(Beginning of DATA FOR REVIEW)
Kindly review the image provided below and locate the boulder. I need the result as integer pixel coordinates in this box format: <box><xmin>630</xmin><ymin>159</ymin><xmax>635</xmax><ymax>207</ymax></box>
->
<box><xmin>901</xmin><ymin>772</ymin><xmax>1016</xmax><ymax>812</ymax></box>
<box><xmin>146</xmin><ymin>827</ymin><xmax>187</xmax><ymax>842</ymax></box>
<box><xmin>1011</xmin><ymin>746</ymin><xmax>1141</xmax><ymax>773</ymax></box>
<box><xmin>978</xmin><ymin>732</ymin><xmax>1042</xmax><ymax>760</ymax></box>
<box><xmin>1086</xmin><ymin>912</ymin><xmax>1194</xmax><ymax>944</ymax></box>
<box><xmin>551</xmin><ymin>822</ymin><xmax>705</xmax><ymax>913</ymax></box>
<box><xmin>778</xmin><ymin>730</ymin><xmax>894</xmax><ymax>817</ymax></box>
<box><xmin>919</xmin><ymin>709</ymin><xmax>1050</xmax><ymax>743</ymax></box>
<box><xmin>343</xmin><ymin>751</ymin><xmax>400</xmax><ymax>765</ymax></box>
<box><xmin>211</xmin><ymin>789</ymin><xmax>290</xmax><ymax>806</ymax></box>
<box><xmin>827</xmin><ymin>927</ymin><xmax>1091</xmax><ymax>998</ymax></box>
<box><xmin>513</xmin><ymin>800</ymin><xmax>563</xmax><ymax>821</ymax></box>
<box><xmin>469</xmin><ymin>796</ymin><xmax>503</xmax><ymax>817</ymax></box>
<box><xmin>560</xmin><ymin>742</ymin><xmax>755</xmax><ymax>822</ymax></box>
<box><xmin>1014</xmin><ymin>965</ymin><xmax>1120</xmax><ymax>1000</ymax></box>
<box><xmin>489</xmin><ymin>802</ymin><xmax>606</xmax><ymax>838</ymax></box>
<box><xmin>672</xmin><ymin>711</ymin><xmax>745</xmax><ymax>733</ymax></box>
(End of DATA FOR REVIEW)
(Beginning of DATA FOR REVIEW)
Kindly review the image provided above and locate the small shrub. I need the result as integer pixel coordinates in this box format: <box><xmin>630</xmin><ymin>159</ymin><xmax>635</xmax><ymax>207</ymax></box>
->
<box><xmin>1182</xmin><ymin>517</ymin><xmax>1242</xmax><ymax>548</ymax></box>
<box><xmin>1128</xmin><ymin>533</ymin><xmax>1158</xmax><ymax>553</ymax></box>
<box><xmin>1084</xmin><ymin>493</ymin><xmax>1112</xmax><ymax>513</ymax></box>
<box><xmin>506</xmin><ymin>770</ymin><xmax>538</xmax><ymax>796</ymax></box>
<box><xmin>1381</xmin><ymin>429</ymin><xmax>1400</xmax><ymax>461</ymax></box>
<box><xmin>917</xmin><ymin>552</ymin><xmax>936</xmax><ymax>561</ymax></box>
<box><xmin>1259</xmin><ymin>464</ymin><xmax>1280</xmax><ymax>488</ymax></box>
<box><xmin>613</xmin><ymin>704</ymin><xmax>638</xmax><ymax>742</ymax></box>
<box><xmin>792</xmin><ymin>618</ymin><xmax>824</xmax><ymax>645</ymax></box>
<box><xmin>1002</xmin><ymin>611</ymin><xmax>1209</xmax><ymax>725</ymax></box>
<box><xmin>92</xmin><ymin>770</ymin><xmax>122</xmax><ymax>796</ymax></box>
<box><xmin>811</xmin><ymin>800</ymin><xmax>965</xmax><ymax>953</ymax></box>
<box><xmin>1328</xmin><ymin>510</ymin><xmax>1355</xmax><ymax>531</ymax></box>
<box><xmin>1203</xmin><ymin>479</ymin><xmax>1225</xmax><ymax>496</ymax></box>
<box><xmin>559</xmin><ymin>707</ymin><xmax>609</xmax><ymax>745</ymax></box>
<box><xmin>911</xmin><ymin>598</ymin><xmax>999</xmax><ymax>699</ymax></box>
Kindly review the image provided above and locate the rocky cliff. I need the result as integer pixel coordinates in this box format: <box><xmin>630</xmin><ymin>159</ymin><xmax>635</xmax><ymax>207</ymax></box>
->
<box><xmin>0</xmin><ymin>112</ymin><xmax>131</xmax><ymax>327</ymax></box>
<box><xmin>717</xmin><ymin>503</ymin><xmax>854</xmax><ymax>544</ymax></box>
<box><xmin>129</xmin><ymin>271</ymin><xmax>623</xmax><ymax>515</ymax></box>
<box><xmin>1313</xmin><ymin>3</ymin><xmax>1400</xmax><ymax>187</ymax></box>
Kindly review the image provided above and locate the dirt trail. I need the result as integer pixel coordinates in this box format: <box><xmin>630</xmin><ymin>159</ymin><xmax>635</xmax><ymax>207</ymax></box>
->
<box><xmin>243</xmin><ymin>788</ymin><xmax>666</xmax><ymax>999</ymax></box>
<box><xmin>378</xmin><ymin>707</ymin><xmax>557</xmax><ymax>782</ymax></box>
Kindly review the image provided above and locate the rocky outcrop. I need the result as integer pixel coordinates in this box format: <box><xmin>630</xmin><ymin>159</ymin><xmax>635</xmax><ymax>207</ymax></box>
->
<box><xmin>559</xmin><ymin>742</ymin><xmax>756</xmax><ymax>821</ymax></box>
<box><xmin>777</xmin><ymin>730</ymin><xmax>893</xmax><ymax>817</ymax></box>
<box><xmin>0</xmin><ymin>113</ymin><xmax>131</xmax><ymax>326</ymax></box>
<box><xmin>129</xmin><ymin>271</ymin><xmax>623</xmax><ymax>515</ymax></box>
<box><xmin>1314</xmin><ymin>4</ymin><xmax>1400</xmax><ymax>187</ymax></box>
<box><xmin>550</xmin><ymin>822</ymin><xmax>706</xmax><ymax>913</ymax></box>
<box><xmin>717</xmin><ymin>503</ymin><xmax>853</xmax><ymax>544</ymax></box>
(End of DATA FOR REVIEW)
## WHAT THE TASK REQUIRES
You are asked to count the lines of the records above in which the word "rocky" occurs, and to give only that number.

## EXERCISE ANSWER
2